▸ **Exercise**
Only the lines from the one containing "Q: Pick out each instance of the black trousers" to the end of the entries should be written out, each exactly as it stands, both ends included.

-- BEGIN Provided information --

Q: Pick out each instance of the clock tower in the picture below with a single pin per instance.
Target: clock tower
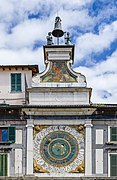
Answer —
(59, 146)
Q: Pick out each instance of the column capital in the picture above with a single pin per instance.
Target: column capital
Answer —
(88, 123)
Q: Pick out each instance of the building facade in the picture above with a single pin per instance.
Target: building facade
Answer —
(48, 125)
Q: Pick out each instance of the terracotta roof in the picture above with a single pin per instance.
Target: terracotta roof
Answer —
(34, 68)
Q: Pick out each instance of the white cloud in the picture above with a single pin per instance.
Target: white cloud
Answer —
(89, 42)
(102, 78)
(22, 56)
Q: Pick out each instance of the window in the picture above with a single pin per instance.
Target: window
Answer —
(7, 134)
(113, 164)
(3, 164)
(113, 133)
(16, 82)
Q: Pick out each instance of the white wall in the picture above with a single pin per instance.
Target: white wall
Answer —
(59, 98)
(5, 86)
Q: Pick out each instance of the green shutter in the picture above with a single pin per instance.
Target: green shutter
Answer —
(3, 164)
(11, 134)
(113, 134)
(113, 164)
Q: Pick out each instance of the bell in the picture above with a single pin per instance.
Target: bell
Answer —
(57, 32)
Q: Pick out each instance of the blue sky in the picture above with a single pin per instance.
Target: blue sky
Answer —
(92, 24)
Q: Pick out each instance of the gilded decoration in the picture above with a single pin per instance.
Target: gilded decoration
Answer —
(80, 128)
(79, 169)
(38, 168)
(59, 149)
(58, 72)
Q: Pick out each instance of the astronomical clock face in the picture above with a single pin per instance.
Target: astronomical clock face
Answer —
(58, 149)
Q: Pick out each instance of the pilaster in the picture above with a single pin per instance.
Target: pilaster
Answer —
(88, 148)
(29, 167)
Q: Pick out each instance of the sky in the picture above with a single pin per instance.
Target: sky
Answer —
(92, 24)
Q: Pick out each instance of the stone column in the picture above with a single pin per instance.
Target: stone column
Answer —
(88, 148)
(29, 167)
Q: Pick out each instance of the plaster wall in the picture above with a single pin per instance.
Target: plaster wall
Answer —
(5, 87)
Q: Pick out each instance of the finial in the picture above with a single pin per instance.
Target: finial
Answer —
(67, 38)
(49, 39)
(57, 32)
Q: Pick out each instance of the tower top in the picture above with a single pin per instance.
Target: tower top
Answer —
(57, 33)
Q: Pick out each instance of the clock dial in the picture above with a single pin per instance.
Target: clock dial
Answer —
(59, 148)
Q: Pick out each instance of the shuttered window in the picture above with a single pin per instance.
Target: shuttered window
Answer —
(11, 134)
(16, 82)
(7, 134)
(113, 164)
(3, 164)
(113, 134)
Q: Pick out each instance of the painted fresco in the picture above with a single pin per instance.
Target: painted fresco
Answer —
(59, 149)
(58, 72)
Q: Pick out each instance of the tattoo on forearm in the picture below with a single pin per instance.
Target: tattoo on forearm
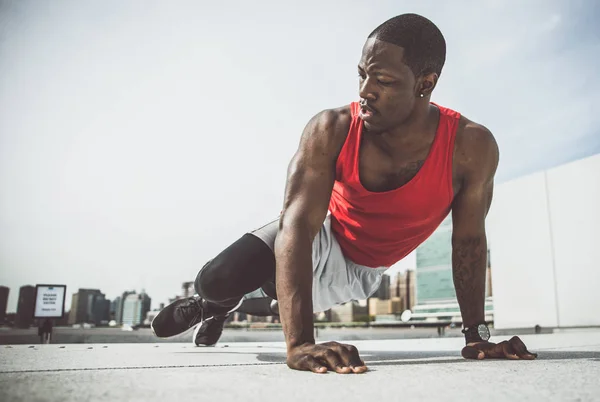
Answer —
(469, 257)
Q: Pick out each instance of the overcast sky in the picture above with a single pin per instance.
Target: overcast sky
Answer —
(138, 139)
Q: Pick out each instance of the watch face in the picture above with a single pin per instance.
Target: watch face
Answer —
(483, 332)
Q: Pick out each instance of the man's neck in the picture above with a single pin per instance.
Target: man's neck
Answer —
(422, 121)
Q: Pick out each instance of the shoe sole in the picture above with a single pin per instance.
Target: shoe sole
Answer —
(167, 337)
(197, 328)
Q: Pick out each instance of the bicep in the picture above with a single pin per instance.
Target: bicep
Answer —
(311, 175)
(472, 203)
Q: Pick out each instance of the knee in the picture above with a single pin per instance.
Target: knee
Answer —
(210, 281)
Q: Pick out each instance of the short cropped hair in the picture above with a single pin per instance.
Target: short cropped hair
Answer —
(423, 43)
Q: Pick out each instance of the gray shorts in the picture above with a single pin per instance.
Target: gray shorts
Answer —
(336, 279)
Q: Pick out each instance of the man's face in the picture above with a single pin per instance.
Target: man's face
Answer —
(387, 86)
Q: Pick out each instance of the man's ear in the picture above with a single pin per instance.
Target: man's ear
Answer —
(427, 84)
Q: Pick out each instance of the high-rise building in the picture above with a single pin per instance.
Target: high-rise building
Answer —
(101, 310)
(26, 306)
(3, 302)
(114, 306)
(435, 294)
(383, 293)
(121, 305)
(135, 308)
(82, 306)
(403, 288)
(187, 289)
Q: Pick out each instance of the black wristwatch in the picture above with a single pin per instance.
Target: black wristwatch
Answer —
(475, 333)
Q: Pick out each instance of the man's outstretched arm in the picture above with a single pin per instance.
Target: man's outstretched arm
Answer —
(477, 160)
(311, 176)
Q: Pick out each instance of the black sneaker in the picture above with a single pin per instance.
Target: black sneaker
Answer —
(179, 316)
(209, 332)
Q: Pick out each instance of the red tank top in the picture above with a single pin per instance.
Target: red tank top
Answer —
(378, 229)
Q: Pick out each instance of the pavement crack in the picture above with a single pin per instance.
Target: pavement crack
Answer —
(139, 368)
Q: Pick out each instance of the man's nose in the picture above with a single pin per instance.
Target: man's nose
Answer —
(366, 90)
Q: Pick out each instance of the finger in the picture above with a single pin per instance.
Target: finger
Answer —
(470, 352)
(508, 351)
(309, 363)
(521, 350)
(334, 362)
(356, 363)
(345, 355)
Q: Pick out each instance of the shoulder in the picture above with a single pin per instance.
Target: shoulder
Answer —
(476, 150)
(328, 129)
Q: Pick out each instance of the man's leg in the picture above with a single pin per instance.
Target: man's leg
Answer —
(240, 269)
(221, 284)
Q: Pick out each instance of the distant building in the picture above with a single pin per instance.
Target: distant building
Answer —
(350, 312)
(403, 287)
(25, 307)
(3, 302)
(435, 294)
(135, 308)
(120, 305)
(383, 293)
(187, 289)
(82, 306)
(101, 310)
(114, 306)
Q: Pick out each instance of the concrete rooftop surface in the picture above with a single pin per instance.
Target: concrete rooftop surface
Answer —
(567, 369)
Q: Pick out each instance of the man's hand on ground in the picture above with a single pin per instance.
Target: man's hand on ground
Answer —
(514, 349)
(338, 357)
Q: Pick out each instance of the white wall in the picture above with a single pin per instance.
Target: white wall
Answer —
(520, 254)
(574, 200)
(544, 235)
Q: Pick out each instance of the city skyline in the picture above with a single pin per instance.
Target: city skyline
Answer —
(127, 160)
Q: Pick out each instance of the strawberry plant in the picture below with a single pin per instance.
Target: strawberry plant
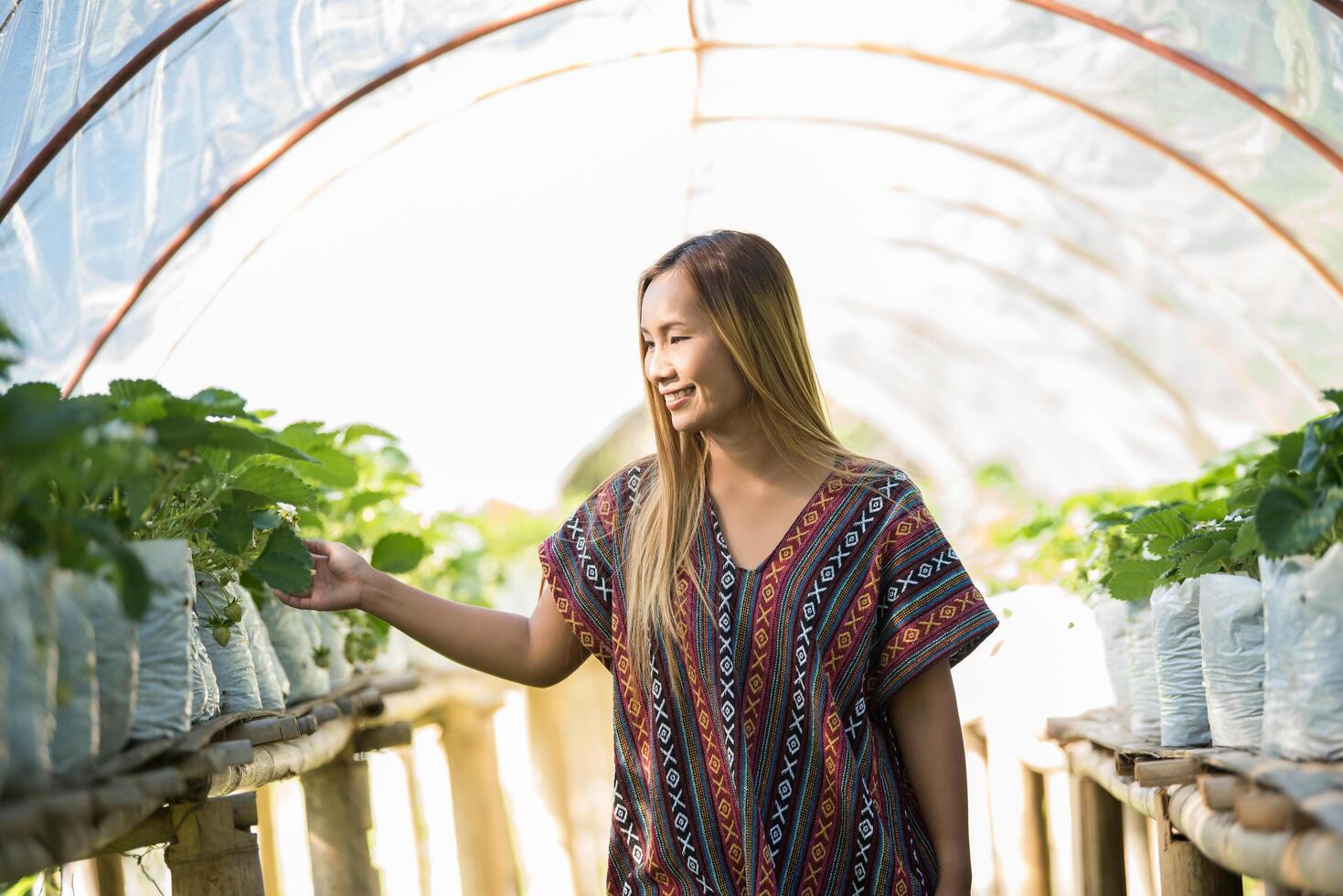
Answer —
(1299, 493)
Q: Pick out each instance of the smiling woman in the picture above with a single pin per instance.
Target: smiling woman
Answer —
(758, 684)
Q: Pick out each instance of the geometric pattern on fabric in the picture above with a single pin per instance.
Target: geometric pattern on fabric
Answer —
(776, 770)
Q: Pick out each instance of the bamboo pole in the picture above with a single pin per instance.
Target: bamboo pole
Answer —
(340, 817)
(214, 853)
(1097, 840)
(484, 835)
(423, 855)
(1185, 870)
(266, 835)
(1310, 860)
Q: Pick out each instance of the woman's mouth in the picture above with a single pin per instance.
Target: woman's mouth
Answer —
(677, 400)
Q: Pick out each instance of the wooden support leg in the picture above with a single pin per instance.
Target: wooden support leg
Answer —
(266, 835)
(484, 837)
(215, 852)
(1137, 855)
(423, 855)
(1021, 841)
(112, 876)
(1097, 838)
(340, 817)
(1183, 869)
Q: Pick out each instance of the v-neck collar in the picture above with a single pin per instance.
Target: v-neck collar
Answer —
(715, 524)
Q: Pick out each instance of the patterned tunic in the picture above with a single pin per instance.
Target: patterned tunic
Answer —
(778, 772)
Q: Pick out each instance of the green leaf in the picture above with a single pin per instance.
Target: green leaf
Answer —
(1131, 586)
(285, 563)
(133, 581)
(175, 434)
(1110, 517)
(332, 468)
(357, 432)
(232, 528)
(275, 484)
(266, 520)
(304, 435)
(219, 402)
(1150, 569)
(361, 500)
(1159, 544)
(1246, 540)
(1289, 449)
(1168, 523)
(1289, 523)
(126, 391)
(1210, 511)
(398, 552)
(1314, 449)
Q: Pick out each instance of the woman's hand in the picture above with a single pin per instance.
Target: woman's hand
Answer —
(338, 581)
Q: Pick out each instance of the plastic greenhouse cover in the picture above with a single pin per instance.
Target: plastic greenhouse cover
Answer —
(1022, 229)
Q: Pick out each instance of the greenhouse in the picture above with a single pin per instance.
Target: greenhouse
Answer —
(340, 295)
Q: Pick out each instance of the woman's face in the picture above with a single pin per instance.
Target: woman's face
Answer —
(682, 355)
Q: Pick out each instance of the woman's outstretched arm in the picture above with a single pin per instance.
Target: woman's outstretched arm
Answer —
(927, 724)
(538, 650)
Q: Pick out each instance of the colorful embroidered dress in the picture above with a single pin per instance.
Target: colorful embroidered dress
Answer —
(778, 772)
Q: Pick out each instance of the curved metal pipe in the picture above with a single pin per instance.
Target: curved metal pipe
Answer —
(1268, 222)
(289, 143)
(1317, 145)
(1199, 443)
(80, 117)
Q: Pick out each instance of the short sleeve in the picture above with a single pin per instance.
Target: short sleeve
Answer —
(930, 609)
(578, 563)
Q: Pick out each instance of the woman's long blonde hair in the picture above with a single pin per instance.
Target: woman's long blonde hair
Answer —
(748, 295)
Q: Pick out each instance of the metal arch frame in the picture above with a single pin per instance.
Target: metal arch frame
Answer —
(314, 123)
(285, 145)
(953, 341)
(1314, 142)
(1196, 438)
(1091, 260)
(179, 27)
(1332, 5)
(100, 98)
(1093, 112)
(1013, 165)
(1022, 171)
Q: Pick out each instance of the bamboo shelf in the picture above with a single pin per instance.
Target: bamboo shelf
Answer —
(1221, 812)
(139, 797)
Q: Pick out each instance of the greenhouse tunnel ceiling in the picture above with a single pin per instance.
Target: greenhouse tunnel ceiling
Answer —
(1096, 242)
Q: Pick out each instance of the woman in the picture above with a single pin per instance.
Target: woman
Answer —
(784, 716)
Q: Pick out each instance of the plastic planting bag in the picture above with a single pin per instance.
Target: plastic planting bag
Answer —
(117, 658)
(205, 687)
(334, 629)
(163, 688)
(294, 647)
(1231, 621)
(232, 663)
(1145, 704)
(1179, 666)
(74, 744)
(272, 681)
(392, 657)
(1111, 618)
(28, 638)
(1303, 656)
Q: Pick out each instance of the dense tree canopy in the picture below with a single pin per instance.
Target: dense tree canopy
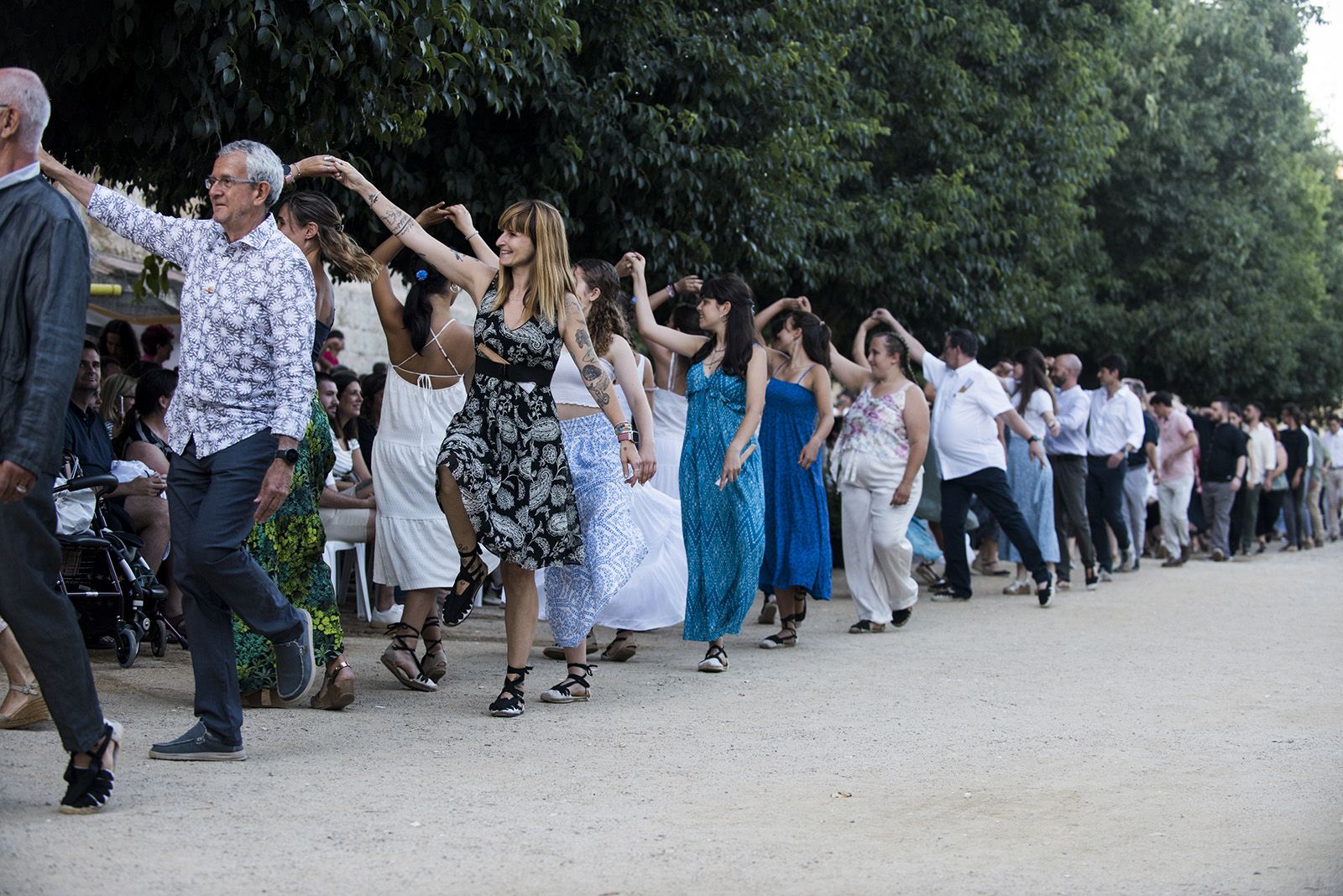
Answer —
(1118, 175)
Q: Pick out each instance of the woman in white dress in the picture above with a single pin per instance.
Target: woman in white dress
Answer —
(431, 353)
(669, 369)
(655, 597)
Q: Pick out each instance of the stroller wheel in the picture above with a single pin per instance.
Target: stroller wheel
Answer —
(158, 638)
(128, 647)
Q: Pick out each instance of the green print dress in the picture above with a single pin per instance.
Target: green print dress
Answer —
(289, 548)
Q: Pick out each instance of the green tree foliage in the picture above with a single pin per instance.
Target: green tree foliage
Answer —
(1219, 216)
(1115, 175)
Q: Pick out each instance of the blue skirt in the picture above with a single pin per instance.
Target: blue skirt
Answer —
(1033, 490)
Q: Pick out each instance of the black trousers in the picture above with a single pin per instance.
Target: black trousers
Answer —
(44, 620)
(990, 484)
(1105, 506)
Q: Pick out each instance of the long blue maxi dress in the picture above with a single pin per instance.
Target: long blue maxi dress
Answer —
(797, 515)
(724, 529)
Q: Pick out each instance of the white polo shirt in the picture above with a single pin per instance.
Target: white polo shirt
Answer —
(964, 418)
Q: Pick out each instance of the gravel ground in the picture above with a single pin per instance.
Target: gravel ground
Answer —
(1179, 732)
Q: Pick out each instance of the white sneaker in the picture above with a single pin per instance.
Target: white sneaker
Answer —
(387, 617)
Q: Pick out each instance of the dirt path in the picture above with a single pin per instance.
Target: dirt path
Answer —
(1179, 732)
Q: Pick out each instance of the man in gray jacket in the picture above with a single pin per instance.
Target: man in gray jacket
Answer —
(44, 293)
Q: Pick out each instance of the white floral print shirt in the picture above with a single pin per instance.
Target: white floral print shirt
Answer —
(248, 318)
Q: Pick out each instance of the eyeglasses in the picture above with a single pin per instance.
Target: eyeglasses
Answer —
(228, 181)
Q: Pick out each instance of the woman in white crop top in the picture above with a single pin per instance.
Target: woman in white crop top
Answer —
(613, 544)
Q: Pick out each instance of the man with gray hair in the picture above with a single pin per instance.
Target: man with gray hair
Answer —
(1068, 457)
(44, 295)
(243, 400)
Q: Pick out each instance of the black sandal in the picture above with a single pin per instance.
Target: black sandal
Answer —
(470, 578)
(89, 789)
(421, 681)
(789, 638)
(715, 660)
(434, 665)
(510, 705)
(563, 692)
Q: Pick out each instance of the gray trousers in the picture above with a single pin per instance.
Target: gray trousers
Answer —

-- END Provided information --

▸ **Result of the task**
Q: Pick out each instance of the black trousers in the picture above with a single pin per instance.
Target: black trousers
Answer —
(44, 620)
(990, 484)
(1105, 506)
Q: Pick out each instance of the long blue maxi dress in the picture above with a single pin per instance.
Target: long blue maxi dress
Answer —
(797, 515)
(724, 529)
Q: Pick out each instance of the white polo shirt in the picture above with a single pin per instance.
Target: white polo shirt
Answer —
(964, 418)
Q: Pick out each instance of the gravel ground in the picture above with a single pin per instance.
Target: gravel ground
Answer —
(1179, 732)
Q: Pick out each instance of the white sneaker in the picture above with a single pin per instance.
Target: white sneaker
Answer —
(387, 617)
Q: Pick out each instance of the dirt path in the picture above with a single pin per instance.
Target: dirt path
Answer —
(1179, 732)
Q: Pick out each instance of the man in gray jacket in the picture above with a single pin per instance.
Target: man in gray jacket
Answer —
(44, 293)
Q: Pick out each instance of the white floral print shirt in the picture above with a single pin per instance.
Target: white floral print shirt
Answer —
(248, 318)
Q: Pick out each instance of the eyeglasses in the picture above with a single pin per instance.
Target: eyeglasses
Answer —
(228, 181)
Q: Pick out each instance of the woman in white crop top in the picture above with a single pin per instance.
Target: woman in white crop top
Answer —
(613, 544)
Q: Pick out each instance of the man with gray hair in the picture above with a single pin per instance.
Target: man with gray hair
Answer —
(1068, 457)
(44, 295)
(243, 400)
Q: Pick out each instance of the black sandal in the picture above with a single pin per instance.
Target: black sandal
Answer —
(470, 578)
(89, 789)
(421, 681)
(789, 638)
(715, 660)
(434, 665)
(510, 705)
(563, 692)
Q: Pick out each instance of the gray trousers in the picture above with a single pin per instance.
Target: gray trousers
Answer —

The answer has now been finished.